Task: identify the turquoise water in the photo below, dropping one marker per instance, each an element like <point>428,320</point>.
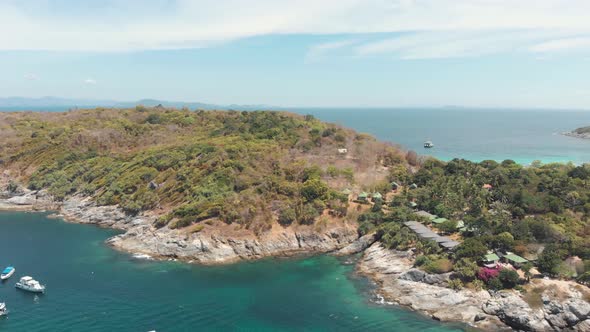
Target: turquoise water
<point>91,287</point>
<point>520,135</point>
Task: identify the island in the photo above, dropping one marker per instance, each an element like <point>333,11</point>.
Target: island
<point>495,245</point>
<point>582,132</point>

____

# What you need to do
Your answer should be exactly the lines of the material above, starting at the one that holds "Task: identify the island" and ending with the last.

# Answer section
Task: identify the island in the photo above, dropping one marker per instance, each an element like <point>333,11</point>.
Target: island
<point>495,245</point>
<point>582,132</point>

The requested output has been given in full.